> [EXCERPT]
══════

The kernel of the palm fruit produces palm kernel oil, which has a quite different composition from the fruit oil, resembling much more closely the coconut oil derived from copra. The kernels are produced mainly in Africa, whence they are shipped to Europe for extraction of the oil content.
The oil derived from the fruit of the palm has a deep orange-red color and has the composition and general characteristics of animal fats. The palm fruit grows in large clusters, and, due to the high moisture content, is particularly susceptible to deterioration, which in turn depreciates the quality of the oil. Hence, the fruit is usually sterilized by steaming, after which the oil is rendered by heating in either open kettles or closed digestors. The oil is then separated from the fruit pulp by hydraulic presses or basket-type centrifuges. The extracted oil may be further refined by heating with steam, water washing, and final centrifuging.

══════

> [INFORMATION PROVIDED]
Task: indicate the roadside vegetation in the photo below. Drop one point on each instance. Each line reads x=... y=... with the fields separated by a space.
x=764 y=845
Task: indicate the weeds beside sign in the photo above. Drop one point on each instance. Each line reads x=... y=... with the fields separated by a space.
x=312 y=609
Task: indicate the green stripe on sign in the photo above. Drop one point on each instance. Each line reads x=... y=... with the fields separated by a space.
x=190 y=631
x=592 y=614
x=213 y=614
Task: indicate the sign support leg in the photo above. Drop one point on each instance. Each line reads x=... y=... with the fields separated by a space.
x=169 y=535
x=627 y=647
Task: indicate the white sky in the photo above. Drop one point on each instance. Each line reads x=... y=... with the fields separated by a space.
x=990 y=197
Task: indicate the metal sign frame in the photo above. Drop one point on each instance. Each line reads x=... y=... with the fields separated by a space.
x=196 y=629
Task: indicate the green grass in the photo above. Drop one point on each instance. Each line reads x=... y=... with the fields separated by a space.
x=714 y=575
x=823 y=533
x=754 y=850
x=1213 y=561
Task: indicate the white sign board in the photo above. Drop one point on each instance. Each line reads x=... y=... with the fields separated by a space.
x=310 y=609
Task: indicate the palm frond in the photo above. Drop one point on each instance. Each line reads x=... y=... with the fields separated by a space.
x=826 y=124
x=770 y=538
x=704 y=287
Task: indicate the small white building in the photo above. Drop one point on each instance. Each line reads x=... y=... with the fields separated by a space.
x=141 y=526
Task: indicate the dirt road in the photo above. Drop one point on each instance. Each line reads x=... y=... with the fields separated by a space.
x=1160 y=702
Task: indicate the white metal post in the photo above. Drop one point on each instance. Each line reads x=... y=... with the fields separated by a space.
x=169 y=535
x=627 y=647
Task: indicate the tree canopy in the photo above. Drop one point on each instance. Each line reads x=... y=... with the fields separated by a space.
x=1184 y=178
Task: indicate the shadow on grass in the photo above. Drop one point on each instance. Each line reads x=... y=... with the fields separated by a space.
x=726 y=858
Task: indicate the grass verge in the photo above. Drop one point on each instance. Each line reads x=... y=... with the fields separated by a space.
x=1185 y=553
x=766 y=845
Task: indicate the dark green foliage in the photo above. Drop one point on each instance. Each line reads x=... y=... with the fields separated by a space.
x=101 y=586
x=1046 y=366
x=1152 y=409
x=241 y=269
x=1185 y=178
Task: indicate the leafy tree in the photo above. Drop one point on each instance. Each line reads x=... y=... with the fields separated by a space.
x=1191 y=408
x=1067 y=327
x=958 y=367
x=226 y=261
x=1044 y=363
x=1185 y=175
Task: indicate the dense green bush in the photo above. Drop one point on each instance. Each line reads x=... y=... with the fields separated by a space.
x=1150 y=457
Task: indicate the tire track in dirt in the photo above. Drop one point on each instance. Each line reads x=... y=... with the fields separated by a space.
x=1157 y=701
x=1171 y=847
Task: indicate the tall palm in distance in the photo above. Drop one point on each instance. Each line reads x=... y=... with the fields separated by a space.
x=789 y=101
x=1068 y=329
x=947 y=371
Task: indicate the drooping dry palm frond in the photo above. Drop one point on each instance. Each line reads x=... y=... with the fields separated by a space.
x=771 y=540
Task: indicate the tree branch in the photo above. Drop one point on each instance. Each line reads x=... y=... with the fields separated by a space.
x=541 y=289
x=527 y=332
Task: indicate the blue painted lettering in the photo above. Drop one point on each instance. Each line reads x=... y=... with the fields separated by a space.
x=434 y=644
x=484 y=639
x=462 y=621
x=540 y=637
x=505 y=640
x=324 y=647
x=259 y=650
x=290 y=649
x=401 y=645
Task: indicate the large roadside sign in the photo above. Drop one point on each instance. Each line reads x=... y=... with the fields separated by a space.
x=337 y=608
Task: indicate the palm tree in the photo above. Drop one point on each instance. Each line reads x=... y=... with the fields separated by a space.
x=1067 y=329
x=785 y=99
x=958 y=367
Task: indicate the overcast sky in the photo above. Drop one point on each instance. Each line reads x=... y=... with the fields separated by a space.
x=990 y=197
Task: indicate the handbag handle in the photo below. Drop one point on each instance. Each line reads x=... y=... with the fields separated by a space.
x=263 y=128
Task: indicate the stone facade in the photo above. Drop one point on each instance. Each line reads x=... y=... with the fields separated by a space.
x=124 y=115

══════

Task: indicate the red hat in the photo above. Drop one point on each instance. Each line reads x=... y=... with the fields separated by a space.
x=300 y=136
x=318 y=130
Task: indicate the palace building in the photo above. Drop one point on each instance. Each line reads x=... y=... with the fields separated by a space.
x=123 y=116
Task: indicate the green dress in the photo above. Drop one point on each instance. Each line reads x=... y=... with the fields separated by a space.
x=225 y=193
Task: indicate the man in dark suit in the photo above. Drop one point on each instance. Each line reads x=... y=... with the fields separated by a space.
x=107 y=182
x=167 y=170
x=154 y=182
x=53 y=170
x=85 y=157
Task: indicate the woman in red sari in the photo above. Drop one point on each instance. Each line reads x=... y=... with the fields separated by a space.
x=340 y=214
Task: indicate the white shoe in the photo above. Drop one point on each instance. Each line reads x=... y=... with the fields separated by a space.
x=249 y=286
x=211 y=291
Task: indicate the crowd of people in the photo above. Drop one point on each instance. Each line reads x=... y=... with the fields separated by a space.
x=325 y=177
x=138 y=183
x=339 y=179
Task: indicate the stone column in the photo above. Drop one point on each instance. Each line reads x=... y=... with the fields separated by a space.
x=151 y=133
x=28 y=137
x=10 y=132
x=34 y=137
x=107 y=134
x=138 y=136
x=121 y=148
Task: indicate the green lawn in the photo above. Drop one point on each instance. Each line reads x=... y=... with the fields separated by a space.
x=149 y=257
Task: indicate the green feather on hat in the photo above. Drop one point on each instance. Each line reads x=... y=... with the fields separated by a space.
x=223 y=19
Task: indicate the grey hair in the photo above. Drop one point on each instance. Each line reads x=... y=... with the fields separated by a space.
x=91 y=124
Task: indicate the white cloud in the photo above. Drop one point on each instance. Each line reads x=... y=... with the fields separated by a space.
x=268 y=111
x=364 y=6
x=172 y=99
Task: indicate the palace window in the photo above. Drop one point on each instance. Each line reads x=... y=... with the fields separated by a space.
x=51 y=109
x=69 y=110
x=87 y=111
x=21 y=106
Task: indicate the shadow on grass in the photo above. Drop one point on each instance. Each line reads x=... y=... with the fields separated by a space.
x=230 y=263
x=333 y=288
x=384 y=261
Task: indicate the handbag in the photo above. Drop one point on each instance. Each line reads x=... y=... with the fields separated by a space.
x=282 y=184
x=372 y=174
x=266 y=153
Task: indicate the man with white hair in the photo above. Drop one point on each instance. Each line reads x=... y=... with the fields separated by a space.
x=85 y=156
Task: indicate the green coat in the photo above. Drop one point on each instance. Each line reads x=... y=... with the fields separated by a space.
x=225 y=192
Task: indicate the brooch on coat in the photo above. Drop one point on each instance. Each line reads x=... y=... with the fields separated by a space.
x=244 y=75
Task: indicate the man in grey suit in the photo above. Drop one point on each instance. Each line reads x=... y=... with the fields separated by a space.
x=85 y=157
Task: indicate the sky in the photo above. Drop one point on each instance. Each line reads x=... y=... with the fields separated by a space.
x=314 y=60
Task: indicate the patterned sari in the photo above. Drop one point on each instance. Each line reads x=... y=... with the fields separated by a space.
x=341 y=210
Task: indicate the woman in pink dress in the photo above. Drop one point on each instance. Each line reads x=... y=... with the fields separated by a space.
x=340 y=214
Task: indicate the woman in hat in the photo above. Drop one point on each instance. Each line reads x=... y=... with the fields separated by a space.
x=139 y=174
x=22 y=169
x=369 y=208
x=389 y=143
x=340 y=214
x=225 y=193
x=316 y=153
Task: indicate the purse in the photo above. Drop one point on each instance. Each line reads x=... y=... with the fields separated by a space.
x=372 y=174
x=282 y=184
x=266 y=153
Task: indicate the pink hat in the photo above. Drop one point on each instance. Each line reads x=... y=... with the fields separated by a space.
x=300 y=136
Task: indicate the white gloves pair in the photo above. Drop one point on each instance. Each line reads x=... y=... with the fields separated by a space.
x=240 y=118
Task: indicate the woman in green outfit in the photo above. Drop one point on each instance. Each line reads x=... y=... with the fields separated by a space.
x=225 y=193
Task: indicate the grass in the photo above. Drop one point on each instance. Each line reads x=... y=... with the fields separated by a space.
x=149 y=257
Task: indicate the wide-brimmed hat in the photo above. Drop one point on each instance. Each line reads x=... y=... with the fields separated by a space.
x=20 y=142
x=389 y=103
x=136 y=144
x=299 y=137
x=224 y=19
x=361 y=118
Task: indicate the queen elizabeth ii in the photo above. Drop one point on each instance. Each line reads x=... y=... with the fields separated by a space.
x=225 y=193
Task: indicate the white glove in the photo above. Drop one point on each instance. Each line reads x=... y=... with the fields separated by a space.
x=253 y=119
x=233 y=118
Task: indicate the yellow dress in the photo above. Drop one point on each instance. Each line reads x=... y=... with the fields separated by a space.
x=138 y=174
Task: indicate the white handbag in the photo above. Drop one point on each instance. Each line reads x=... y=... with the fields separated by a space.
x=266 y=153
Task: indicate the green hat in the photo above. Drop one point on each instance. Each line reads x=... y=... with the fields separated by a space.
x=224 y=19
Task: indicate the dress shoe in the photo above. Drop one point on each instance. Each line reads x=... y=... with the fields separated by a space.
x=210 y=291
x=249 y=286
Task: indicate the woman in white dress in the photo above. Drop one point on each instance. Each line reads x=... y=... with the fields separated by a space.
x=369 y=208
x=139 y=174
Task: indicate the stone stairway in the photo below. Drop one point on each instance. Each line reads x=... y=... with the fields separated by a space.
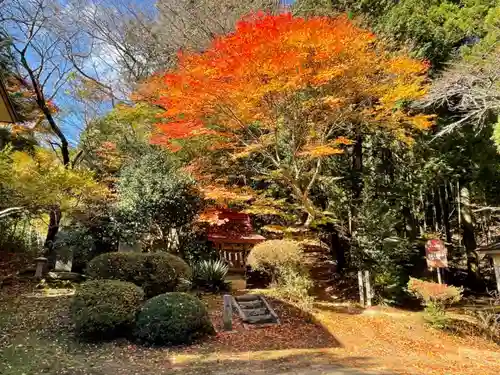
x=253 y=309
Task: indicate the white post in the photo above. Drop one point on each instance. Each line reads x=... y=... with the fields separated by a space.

══════

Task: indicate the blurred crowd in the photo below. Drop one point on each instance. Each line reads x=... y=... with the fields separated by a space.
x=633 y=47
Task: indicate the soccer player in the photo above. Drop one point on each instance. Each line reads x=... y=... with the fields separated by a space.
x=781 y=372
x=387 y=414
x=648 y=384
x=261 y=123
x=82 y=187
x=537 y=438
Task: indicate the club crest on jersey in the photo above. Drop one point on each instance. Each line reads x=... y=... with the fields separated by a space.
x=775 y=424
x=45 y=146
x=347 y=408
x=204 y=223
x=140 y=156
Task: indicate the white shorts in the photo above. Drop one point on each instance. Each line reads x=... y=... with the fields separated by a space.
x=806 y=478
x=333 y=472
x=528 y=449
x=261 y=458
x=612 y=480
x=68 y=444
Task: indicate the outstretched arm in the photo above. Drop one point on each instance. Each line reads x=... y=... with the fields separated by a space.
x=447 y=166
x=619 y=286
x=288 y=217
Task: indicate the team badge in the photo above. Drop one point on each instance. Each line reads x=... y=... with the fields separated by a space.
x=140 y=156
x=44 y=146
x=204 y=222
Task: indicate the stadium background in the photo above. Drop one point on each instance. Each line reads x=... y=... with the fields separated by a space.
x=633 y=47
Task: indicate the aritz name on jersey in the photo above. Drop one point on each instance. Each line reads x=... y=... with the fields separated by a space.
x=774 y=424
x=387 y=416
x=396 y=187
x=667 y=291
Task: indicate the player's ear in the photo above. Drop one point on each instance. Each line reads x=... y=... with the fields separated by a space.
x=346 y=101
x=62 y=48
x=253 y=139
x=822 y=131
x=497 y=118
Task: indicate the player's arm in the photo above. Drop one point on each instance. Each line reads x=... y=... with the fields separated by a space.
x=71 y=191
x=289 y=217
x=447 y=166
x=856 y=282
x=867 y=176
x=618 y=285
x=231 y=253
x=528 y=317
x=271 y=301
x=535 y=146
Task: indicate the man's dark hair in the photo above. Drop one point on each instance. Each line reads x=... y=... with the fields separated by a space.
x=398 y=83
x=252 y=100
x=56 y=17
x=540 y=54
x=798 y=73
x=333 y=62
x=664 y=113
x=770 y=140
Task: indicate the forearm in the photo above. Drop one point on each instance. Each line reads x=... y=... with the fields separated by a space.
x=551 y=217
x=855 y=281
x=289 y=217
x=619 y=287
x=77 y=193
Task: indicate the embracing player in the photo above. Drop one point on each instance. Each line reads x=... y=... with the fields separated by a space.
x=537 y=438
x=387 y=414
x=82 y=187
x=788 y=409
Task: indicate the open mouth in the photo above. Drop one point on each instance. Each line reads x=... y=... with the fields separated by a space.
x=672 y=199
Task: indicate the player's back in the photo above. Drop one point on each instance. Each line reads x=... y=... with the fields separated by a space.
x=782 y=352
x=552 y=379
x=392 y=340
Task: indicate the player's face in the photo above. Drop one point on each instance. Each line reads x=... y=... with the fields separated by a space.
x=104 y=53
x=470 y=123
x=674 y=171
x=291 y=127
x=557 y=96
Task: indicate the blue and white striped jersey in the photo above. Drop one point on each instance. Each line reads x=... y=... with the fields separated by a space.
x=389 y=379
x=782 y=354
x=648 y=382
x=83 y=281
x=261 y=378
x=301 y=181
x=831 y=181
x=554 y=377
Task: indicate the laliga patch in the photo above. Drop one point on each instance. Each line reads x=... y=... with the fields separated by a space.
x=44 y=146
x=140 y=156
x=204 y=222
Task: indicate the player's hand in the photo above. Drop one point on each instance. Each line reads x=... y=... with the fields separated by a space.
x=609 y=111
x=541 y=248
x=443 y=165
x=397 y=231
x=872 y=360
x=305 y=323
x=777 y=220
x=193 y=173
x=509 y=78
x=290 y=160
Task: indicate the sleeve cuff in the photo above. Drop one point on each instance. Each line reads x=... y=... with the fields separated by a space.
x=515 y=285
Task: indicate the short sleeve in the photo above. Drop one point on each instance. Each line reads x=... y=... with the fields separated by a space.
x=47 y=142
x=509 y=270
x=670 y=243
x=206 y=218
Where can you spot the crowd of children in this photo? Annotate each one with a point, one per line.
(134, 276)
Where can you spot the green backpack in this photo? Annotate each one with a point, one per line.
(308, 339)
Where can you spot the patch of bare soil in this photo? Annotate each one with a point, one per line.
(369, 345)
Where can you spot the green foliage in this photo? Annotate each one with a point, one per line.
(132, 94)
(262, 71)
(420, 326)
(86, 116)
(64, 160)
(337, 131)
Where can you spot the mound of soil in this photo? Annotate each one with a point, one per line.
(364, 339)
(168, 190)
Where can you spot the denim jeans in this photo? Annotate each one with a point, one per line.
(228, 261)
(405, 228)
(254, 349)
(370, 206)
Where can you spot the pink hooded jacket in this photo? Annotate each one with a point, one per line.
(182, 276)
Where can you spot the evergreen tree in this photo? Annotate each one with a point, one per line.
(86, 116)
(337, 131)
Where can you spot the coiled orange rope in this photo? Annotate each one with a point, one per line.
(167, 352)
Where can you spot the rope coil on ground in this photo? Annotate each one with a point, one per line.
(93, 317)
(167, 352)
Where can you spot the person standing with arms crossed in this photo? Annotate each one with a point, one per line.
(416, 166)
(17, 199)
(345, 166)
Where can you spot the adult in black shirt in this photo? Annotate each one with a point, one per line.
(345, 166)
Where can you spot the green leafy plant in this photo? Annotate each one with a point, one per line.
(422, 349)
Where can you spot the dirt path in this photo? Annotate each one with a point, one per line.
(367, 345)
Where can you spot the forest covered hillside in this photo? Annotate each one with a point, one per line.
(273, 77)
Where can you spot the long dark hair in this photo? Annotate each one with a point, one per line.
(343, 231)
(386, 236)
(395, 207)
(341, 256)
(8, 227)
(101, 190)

══════

> [USING THE INFORMATION]
(A) From the palm oil passage, return the stretch from "The kernel of" through "the oil content." word for word.
(B) List every piece of equipment the palm oil passage names for rendering the oil or separating it from the fruit pulp.

> [TASK-BY-TASK OUTPUTS]
(A)
The kernel of the palm fruit produces palm kernel oil, which has a quite different composition from the fruit oil, resembling much more closely the coconut oil derived from copra. The kernels are produced mainly in Africa, whence they are shipped to Europe for extraction of the oil content.

(B) Open kettles, closed digestors, hydraulic presses, basket-type centrifuges